_TEXT PROVIDED_
* START *

Rijmwoordenboek: Solving the 3-Second Phonetic Search Problem
Categories
Tags
About the Author
Rob Schoenaker
Managing Partner at UpstreamAds and Partner at Ludulicious B.V. with over 20 years of experience in software development, specializing in .NET Core, ServiceStack, C# and database design.
The Problem: Phonetic Search Too Slow for Real-Time Use
In 2020, Van Dale Rijmwoordenboek faced a critical performance bottleneck. Users searching for rhyming words were waiting 3.2 seconds for results. For a rhyming dictionary, this was completely unacceptable.
The Challenge:
- 200,000+ Dutch words with phonetic codes
- Complex phonetic matching algorithms
- Users expecting instant rhyming suggestions
- Similarity calculations killing performance
The Numbers:
-- This query was taking 3.2+ seconds
SELECT w1.word, w2.word,
similarity(w1.phonetic_code, w2.phonetic_code) as sim
FROM words w1, words w2
WHERE w1.id < w2.id
AND similarity(w1.phonetic_code, w2.phonetic_code) > 0.8
ORDER BY sim DESC
LIMIT 20;
The Root Cause: Missing Phonetic Indexes
The problem was clear from the execution plan:
EXPLAIN ANALYZE SELECT w1.word, w2.word,
similarity(w1.phonetic_code, w2.phonetic_code) as sim
FROM words w1, words w2
WHERE similarity(w1.phonetic_code, w2.phonetic_code) > 0.8;
-- Result: Nested Loop (cost=0.00..5000000.00 rows=1000000 width=32)

* END *

Excerpts from point annotation data:

* START *

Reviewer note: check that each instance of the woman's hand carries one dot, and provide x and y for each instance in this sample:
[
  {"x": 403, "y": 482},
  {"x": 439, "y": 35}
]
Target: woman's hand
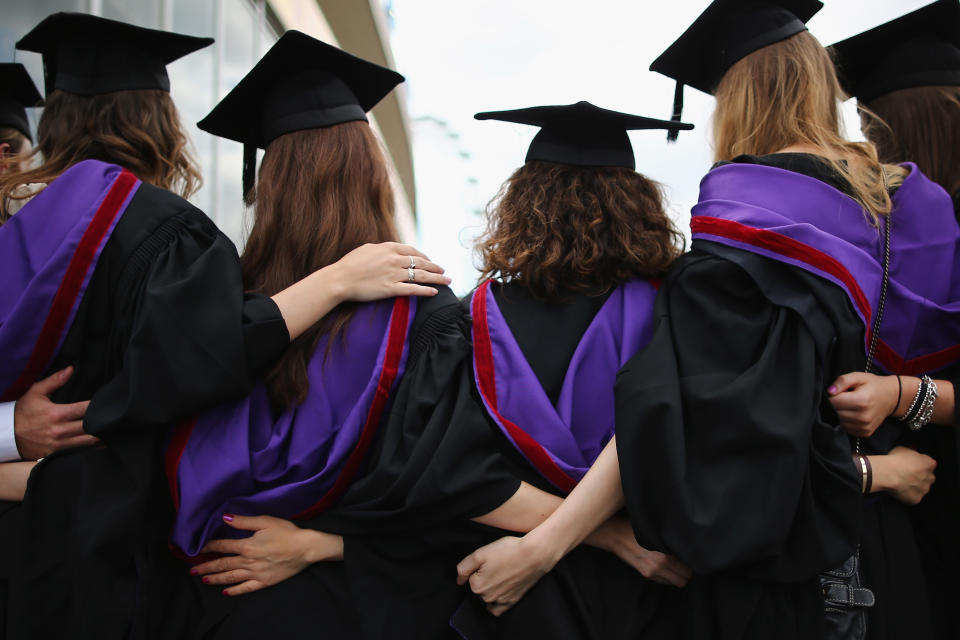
[
  {"x": 377, "y": 271},
  {"x": 616, "y": 536},
  {"x": 502, "y": 571},
  {"x": 276, "y": 551},
  {"x": 863, "y": 400},
  {"x": 904, "y": 473}
]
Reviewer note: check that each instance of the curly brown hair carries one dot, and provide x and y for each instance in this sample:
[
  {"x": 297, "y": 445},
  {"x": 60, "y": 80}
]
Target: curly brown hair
[
  {"x": 559, "y": 228},
  {"x": 139, "y": 130}
]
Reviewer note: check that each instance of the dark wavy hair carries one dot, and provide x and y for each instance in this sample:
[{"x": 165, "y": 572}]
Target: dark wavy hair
[
  {"x": 139, "y": 130},
  {"x": 559, "y": 228},
  {"x": 320, "y": 194},
  {"x": 921, "y": 125}
]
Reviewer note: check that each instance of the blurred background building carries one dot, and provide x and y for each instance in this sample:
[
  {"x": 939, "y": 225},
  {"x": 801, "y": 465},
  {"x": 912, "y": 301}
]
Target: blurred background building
[{"x": 244, "y": 30}]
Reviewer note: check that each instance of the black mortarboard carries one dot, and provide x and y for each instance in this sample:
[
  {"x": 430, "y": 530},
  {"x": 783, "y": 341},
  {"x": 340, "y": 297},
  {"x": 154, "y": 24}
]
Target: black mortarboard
[
  {"x": 87, "y": 55},
  {"x": 301, "y": 83},
  {"x": 726, "y": 32},
  {"x": 919, "y": 49},
  {"x": 17, "y": 92},
  {"x": 581, "y": 134}
]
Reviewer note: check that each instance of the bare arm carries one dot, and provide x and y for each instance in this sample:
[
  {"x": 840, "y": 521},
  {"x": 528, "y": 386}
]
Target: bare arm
[
  {"x": 529, "y": 507},
  {"x": 277, "y": 550},
  {"x": 13, "y": 479},
  {"x": 904, "y": 473},
  {"x": 370, "y": 272},
  {"x": 502, "y": 571}
]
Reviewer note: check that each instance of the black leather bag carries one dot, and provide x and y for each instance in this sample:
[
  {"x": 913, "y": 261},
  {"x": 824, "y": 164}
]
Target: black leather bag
[{"x": 846, "y": 599}]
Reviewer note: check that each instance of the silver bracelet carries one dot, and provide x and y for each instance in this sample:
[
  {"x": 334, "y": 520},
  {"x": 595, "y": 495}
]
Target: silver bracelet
[
  {"x": 911, "y": 412},
  {"x": 926, "y": 406}
]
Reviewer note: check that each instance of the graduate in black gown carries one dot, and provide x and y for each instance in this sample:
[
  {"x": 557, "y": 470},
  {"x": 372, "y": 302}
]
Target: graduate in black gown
[
  {"x": 571, "y": 314},
  {"x": 730, "y": 455},
  {"x": 17, "y": 94},
  {"x": 109, "y": 271},
  {"x": 905, "y": 75},
  {"x": 575, "y": 245},
  {"x": 347, "y": 397}
]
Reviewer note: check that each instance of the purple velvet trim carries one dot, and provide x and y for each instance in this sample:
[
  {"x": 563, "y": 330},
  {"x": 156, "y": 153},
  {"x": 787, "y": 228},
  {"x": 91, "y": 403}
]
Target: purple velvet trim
[
  {"x": 240, "y": 459},
  {"x": 575, "y": 430},
  {"x": 923, "y": 303},
  {"x": 36, "y": 246}
]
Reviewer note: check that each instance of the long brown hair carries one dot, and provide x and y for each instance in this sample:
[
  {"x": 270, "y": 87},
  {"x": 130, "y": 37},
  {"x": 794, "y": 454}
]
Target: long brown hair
[
  {"x": 136, "y": 129},
  {"x": 921, "y": 125},
  {"x": 13, "y": 137},
  {"x": 788, "y": 94},
  {"x": 560, "y": 228},
  {"x": 321, "y": 193}
]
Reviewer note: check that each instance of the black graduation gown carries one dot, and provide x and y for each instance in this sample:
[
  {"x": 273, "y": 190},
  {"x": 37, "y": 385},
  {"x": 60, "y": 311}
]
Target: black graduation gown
[
  {"x": 405, "y": 584},
  {"x": 163, "y": 330},
  {"x": 730, "y": 454},
  {"x": 434, "y": 460}
]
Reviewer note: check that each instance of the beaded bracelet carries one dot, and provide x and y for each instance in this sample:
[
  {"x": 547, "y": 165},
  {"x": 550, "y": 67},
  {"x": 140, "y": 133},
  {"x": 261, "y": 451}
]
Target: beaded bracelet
[
  {"x": 925, "y": 412},
  {"x": 914, "y": 408},
  {"x": 866, "y": 473}
]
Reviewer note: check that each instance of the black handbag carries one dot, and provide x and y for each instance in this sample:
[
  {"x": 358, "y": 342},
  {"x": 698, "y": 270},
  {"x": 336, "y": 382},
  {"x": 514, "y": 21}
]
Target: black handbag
[{"x": 846, "y": 599}]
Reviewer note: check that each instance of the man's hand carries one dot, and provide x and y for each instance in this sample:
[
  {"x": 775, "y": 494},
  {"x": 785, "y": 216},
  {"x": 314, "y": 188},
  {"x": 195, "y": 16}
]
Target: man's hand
[{"x": 41, "y": 426}]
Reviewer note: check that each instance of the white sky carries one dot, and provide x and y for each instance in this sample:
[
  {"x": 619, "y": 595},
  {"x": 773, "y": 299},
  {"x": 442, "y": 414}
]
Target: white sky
[{"x": 462, "y": 56}]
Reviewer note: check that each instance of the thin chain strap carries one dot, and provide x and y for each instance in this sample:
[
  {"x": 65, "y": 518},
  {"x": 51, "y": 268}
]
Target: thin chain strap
[{"x": 875, "y": 333}]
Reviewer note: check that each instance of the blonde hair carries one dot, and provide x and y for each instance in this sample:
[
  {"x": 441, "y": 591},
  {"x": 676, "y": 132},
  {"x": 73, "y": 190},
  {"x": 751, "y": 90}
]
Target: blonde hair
[{"x": 788, "y": 94}]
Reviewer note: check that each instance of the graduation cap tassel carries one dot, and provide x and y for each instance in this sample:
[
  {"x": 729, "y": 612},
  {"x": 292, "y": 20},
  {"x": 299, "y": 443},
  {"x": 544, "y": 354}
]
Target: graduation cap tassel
[
  {"x": 677, "y": 110},
  {"x": 249, "y": 168}
]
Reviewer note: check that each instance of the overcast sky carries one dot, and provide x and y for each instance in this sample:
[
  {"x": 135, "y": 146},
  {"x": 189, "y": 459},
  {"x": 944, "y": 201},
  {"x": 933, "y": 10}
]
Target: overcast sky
[{"x": 461, "y": 57}]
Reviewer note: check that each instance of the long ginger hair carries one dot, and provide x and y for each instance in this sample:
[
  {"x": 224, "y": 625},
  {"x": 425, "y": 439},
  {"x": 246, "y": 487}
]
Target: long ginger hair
[
  {"x": 139, "y": 130},
  {"x": 920, "y": 125},
  {"x": 786, "y": 94},
  {"x": 558, "y": 228},
  {"x": 320, "y": 194}
]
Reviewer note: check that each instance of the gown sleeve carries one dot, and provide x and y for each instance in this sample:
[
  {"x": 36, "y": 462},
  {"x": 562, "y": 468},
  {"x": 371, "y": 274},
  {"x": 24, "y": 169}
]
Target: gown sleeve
[
  {"x": 189, "y": 335},
  {"x": 437, "y": 457},
  {"x": 730, "y": 456}
]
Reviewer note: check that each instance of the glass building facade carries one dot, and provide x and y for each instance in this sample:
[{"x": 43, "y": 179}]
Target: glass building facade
[{"x": 244, "y": 30}]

* END *

_GIVEN EXERCISE A_
Answer these questions using the text on the rhyming dictionary's phonetic search:
(i) How many years of software development experience does the author have?
(ii) How many Dutch words with phonetic codes were involved?
(iii) What similarity threshold does the slow query use?
_GIVEN EXERCISE B_
Output the part of the text on the rhyming dictionary's phonetic search between "The Problem: Phonetic" and "was completely unacceptable.", inclusive.

_EXERCISE SOLUTION A_
(i) Over 20 years
(ii) 200,000+
(iii) 0.8

_EXERCISE SOLUTION B_
The Problem: Phonetic Search Too Slow for Real-Time Use
In 2020, Van Dale Rijmwoordenboek faced a critical performance bottleneck. Users searching for rhyming words were waiting 3.2 seconds for results. For a rhyming dictionary, this was completely unacceptable.